> EXTRACT PROVIDED:
————————
R/pmse.R
In bayesbr: Beta Regression on a Bayesian Model

Documented in pmse

#'@title Prediction Mean Squared Error in a Beta Regression on a Bayesian Model
#'@name pmse
#'@aliases pmse
#'@description A function that selects a part of the database to fit a beta regression model and another part of this database to test the built model, returning the PMSE (prediction mean squared error) that reports the quality of the estimation for that database. In addition, the function also contains all the information that the bayesbr function returns, making it possible to do all analyzes on the fitted model.
#'@usage pmse(formula = NULL, data = NULL, test.set = 0.3,
#'na.action = c("exclude", "replace"),mean_betas = NULL,
#'    variance_betas = NULL,mean_gammas = NULL, variance_gammas = NULL,
#'     iter = 10000, warmup = iter/2,chains = 1, pars = NULL,
#'      a = NULL, b = NULL, resid.type = c("quantile",
#'      "sweighted", "pearson", "ordinary"), ...)
#'@param formula symbolic description of the model (of type \code{y ~ x} or \code{y ~ x | z};). See more at \code{\link{formula}}
#'@param data data frame or list with the variables passed in the formula parameter, if \code{data = NULL} the function will use the existing variables in the global environment.
#'@param test.set Defines the proportion of the database that will be used for testing the adjusted model and calculating the PMSE. The rest of the database will be used for modeling. Test.set must be less than "0.5", so that more than 50\% of the database is used to adjust the model.
#'@param na.action Characters provided or treatment used in NA values. If \code{na.action} is equal to exclude (default value), the row containing the NA will be excluded in all variables of the model. If \code{na.action} is equal to replace, the row containing the NA will be replaced by the average of the variable in all variables of the model.
————————
> RECORDS SHOWN:
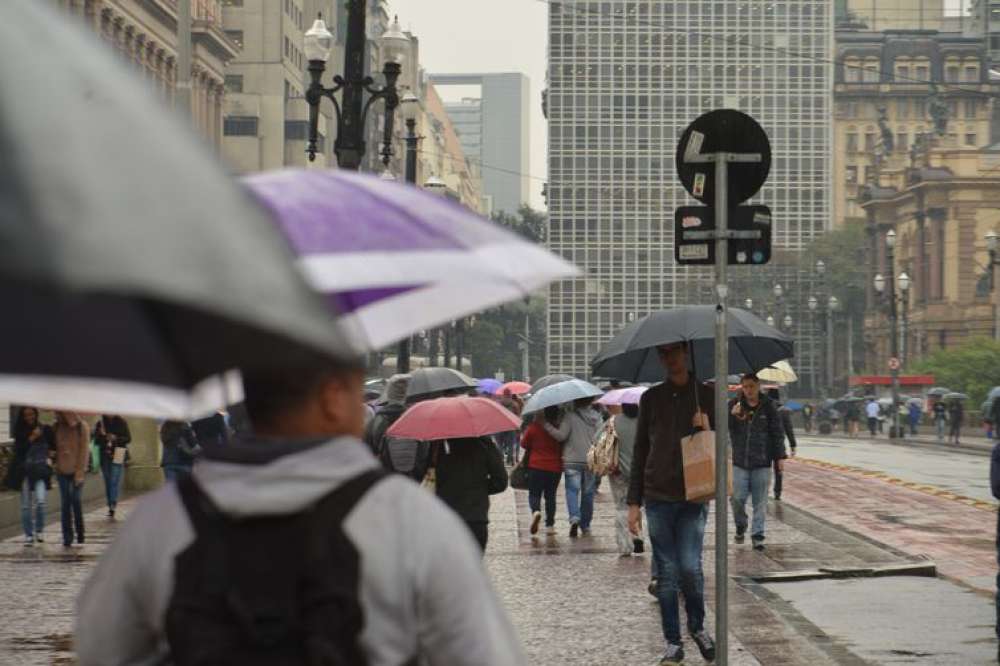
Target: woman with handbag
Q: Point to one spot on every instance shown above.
(30, 472)
(543, 462)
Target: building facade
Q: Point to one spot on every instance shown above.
(625, 79)
(885, 86)
(144, 34)
(501, 129)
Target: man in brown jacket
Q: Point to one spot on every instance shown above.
(72, 436)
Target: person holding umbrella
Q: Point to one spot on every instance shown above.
(667, 413)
————————
> GOALS:
A - Please reproduce, character for character, the part of the pmse documentation that begins at the words "#'@param formula symbolic" and stops after the words "adjust the model.".
B - Answer each question from the pmse documentation:
(i) What default value does the usage give for iter?
(ii) Below what value must test.set be?
(iii) When na.action is equal to replace, what is the row containing the NA replaced by?

> EXPECTED RESPONSES:
A -
#'@param formula symbolic description of the model (of type \code{y ~ x} or \code{y ~ x | z};). See more at \code{\link{formula}}
#'@param data data frame or list with the variables passed in the formula parameter, if \code{data = NULL} the function will use the existing variables in the global environment.
#'@param test.set Defines the proportion of the database that will be used for testing the adjusted model and calculating the PMSE. The rest of the database will be used for modeling. Test.set must be less than "0.5", so that more than 50\% of the database is used to adjust the model.

B -
(i) 10000
(ii) "0.5"
(iii) The average of the variable, in all variables of the model.